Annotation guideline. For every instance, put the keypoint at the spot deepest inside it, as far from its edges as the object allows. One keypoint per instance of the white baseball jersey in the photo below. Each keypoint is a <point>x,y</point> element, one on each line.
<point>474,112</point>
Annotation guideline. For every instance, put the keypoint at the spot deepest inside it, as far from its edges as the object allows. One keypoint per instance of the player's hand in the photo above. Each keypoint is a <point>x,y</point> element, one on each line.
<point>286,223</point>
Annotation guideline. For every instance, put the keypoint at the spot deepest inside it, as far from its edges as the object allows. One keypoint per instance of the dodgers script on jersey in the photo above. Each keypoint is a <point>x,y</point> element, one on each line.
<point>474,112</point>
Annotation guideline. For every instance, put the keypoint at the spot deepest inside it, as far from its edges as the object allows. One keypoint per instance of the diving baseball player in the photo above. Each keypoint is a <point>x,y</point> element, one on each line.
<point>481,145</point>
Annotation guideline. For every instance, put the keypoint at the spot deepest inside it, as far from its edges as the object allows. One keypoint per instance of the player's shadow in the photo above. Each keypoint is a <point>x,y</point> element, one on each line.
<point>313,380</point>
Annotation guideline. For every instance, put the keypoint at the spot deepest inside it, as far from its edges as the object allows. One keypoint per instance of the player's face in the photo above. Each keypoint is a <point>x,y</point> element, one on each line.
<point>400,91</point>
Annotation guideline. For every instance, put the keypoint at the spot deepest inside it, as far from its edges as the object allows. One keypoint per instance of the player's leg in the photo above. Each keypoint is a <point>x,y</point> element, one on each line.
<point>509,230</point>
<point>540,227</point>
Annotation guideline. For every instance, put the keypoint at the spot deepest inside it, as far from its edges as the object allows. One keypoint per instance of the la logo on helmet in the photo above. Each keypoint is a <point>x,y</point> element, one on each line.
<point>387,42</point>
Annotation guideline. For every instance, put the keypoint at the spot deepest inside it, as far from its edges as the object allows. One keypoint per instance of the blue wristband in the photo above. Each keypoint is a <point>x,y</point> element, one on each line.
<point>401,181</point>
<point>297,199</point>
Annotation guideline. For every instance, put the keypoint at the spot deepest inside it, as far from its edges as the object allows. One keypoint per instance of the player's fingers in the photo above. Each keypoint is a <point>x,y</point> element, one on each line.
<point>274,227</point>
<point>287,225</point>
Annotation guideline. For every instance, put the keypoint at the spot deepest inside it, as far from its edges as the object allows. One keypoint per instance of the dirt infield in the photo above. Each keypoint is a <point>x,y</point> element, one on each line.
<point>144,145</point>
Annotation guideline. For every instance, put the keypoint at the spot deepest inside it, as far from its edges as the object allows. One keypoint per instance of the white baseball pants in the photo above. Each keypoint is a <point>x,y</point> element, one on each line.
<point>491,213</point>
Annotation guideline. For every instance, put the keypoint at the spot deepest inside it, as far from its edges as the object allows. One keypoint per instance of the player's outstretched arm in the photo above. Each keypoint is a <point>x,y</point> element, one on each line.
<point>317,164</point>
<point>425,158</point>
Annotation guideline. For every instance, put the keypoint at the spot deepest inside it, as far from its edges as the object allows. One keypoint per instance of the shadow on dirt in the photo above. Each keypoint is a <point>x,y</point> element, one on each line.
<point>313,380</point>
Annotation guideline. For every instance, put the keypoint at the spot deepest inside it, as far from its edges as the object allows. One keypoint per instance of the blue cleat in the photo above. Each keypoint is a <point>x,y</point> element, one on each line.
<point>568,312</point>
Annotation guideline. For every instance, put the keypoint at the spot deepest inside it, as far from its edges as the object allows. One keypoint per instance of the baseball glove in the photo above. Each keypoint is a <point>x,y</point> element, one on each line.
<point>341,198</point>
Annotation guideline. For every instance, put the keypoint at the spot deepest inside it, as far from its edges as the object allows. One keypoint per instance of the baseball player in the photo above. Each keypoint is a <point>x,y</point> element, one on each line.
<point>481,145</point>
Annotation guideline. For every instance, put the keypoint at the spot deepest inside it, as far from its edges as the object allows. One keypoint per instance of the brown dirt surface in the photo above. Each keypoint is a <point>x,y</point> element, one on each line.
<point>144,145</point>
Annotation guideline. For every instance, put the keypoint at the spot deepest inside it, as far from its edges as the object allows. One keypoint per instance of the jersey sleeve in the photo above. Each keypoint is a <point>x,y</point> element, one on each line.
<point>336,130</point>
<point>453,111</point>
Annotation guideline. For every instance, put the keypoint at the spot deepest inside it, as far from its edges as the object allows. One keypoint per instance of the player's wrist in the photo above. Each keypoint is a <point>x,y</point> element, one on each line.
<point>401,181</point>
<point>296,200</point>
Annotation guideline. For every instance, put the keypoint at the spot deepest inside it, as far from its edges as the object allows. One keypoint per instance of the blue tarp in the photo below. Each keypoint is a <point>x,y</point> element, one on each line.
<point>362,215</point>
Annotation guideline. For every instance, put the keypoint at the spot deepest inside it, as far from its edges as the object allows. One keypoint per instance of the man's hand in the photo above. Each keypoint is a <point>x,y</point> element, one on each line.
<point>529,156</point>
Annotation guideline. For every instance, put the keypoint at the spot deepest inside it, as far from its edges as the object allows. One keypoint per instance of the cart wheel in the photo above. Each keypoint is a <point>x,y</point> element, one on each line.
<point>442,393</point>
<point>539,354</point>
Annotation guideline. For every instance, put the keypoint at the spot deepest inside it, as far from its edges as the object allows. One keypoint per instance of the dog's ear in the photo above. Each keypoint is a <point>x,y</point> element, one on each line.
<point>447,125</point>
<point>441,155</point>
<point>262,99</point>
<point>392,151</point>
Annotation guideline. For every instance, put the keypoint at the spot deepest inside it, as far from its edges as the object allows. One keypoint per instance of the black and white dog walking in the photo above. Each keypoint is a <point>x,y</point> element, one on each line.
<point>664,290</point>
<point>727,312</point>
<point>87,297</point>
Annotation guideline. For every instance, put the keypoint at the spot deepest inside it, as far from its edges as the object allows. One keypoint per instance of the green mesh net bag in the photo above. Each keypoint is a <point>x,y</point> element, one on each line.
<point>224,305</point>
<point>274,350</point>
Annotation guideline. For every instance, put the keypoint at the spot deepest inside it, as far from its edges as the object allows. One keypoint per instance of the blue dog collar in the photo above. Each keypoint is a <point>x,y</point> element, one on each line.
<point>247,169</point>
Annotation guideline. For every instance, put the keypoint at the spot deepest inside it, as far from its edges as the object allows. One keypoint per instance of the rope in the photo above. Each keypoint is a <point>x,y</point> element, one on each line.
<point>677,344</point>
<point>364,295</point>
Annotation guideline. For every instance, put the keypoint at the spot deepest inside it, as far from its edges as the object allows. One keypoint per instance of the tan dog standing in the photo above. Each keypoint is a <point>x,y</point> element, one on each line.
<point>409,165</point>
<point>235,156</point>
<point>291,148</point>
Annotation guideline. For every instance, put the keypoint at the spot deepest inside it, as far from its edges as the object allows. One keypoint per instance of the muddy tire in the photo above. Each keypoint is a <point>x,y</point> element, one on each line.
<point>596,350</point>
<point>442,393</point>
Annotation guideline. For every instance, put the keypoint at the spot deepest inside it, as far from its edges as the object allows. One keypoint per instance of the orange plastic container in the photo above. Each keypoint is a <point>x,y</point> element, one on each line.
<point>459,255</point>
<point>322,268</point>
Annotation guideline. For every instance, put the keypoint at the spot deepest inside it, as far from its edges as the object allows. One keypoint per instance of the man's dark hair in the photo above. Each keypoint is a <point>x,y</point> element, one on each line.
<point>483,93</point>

# # # #

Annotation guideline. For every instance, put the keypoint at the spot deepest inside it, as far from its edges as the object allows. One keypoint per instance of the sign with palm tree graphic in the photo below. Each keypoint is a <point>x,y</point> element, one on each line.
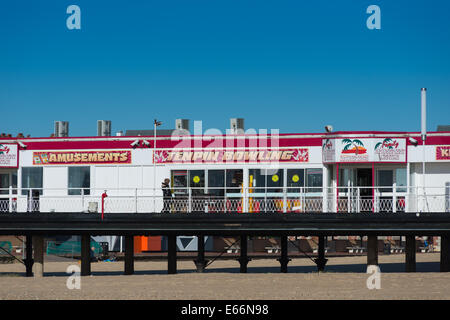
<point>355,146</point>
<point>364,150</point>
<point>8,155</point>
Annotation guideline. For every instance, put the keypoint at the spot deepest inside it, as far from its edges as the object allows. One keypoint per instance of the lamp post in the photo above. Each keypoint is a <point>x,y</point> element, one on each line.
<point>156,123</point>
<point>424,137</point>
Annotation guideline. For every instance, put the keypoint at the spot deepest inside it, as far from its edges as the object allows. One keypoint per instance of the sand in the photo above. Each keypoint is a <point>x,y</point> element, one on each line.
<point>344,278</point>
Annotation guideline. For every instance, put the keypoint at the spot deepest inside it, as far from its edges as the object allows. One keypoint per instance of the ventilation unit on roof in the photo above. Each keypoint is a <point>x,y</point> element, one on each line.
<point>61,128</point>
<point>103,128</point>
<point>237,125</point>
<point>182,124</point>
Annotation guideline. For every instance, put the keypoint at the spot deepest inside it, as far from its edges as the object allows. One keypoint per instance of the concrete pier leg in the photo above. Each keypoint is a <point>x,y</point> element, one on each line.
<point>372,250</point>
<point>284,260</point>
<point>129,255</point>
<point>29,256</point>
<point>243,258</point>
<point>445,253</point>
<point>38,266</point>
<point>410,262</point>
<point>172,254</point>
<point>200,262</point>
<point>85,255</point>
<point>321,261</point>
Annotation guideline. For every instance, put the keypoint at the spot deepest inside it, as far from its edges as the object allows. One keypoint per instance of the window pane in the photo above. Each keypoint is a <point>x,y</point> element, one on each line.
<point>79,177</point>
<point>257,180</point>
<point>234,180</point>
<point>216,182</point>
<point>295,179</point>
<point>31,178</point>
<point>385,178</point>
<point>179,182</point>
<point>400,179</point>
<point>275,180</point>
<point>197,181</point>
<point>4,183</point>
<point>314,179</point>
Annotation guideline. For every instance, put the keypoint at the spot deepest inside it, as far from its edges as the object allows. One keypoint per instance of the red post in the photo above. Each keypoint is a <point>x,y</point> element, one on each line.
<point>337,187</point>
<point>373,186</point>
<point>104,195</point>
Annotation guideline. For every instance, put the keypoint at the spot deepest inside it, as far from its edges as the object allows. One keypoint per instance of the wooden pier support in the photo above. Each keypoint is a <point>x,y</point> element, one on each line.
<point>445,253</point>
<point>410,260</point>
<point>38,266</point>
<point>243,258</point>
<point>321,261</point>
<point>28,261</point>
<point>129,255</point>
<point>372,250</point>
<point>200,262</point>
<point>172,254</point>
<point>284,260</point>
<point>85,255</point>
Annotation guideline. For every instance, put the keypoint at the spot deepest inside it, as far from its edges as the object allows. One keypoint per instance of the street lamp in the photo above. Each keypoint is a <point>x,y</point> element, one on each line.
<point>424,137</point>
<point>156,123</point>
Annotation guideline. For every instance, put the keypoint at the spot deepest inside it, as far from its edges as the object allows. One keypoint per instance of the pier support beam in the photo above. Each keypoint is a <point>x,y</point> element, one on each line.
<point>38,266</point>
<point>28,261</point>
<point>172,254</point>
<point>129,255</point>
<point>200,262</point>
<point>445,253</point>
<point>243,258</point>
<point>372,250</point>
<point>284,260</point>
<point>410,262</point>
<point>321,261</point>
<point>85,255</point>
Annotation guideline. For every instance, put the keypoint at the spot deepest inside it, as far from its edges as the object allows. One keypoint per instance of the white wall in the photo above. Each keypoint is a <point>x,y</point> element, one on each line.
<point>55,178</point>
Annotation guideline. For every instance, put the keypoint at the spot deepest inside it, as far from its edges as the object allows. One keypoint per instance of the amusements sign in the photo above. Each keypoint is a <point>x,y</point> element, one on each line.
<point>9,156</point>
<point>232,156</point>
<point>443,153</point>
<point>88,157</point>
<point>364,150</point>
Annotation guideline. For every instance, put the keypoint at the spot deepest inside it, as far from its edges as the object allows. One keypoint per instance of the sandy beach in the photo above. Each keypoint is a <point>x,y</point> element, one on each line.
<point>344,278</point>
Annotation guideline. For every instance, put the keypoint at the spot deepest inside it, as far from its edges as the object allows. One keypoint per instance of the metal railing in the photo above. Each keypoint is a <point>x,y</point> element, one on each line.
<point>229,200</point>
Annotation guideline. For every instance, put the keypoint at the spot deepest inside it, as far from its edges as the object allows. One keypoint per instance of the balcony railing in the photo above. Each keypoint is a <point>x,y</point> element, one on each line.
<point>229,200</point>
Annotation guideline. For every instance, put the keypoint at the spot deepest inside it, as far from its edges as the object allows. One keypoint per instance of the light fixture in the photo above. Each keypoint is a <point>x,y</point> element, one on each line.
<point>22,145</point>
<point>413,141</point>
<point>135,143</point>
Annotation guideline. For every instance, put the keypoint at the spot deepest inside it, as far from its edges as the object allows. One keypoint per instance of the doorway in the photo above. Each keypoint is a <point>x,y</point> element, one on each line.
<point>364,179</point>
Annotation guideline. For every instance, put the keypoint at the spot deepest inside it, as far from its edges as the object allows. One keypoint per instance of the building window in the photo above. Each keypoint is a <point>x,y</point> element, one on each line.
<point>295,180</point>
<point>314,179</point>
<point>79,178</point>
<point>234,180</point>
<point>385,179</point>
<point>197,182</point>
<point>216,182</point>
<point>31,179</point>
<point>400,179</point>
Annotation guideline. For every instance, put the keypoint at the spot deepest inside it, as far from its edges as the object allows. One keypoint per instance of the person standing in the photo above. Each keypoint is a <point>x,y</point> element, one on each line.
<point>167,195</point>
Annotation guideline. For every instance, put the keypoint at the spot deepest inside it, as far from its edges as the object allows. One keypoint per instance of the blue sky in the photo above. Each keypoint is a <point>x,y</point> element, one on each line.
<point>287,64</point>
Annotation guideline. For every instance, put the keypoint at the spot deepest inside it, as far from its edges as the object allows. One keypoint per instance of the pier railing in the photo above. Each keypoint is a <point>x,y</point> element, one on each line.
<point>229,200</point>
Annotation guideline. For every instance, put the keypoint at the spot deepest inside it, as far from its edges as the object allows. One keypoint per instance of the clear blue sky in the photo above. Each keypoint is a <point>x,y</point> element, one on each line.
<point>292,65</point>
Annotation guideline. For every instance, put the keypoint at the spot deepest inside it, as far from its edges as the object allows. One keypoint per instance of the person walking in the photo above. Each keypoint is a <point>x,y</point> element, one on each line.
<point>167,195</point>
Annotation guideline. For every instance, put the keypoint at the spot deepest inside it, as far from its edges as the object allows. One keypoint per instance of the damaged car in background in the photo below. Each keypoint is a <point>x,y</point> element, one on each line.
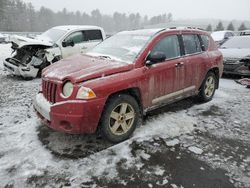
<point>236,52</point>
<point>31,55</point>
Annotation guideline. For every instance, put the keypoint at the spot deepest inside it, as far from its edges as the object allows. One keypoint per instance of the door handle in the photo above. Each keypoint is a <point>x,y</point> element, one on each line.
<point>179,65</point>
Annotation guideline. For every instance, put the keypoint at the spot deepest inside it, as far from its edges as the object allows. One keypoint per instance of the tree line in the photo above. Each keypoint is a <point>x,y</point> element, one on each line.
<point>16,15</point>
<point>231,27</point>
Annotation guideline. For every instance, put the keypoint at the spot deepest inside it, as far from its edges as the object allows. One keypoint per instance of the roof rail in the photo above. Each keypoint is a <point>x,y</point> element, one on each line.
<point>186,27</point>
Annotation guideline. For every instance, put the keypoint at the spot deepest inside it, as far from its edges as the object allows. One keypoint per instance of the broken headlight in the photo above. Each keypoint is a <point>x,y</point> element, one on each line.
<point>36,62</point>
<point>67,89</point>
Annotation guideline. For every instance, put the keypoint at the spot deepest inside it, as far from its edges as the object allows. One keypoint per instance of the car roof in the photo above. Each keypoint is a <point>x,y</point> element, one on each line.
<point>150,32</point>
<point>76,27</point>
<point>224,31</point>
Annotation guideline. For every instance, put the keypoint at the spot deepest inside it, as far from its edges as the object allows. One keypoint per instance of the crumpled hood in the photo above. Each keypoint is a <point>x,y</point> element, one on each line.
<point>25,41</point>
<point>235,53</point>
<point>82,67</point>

# # # #

:: To do ::
Reproduce only the part of the rows that opens with the line containing "of the light" and closes with the line containing "<point>292,65</point>", substituting "marker" for every "keypoint" and leaving everything else unchanged.

:: Response to this task ::
Annotation guideline. For every instance, put the marker at the spot deepest inside it, as far from its edges as the object allows. One marker per instance of the light fixture in the photo above. Each marker is a <point>x,y</point> element, one on each line.
<point>22,145</point>
<point>413,141</point>
<point>135,143</point>
Annotation guideline. For every instance, put the marker at the spot deepest inside it, as far from its edges as the object allows. One marker per instance of the doorway in the photo above. Each marker is a <point>x,y</point> element, one on each line.
<point>364,179</point>
Annotation guideline. For every instance, put the marker at the spot deepest inside it, as far from its edges as the object allows. One marker per instance of the building window in the photo above. Each marker is a <point>x,y</point> element, one on each line.
<point>295,180</point>
<point>314,179</point>
<point>79,178</point>
<point>234,180</point>
<point>385,179</point>
<point>197,182</point>
<point>216,182</point>
<point>31,179</point>
<point>400,179</point>
Annotation guideline. For every instance, put the marker at the spot deepest inside it, as far from its edges as the object allows. One marker per instance of the person standing in the photo above. Each marker is a <point>x,y</point> element, one on each line.
<point>167,195</point>
Annotation guideline. For every instance, put the marker at the spot deepest inside it, as far from its edges as the object allows. One marker per instance of the blue sky in the photo above. Each marker is a <point>x,y</point> element, one on each line.
<point>287,64</point>
Annotation guideline. For every instance, put the marker at the spot deepest inside it, as far from its edges as the object allows. One marker per instance of the pier railing in the photo above. Each marker is a <point>x,y</point> element, one on each line.
<point>229,200</point>
Annotation guideline. For every instance, put the marker at the spot deepest inside it, as far from its edges as the object allows. One marker per instance of the clear blue sky in the photo above. Each marker is a <point>x,y</point> element, one on each line.
<point>292,65</point>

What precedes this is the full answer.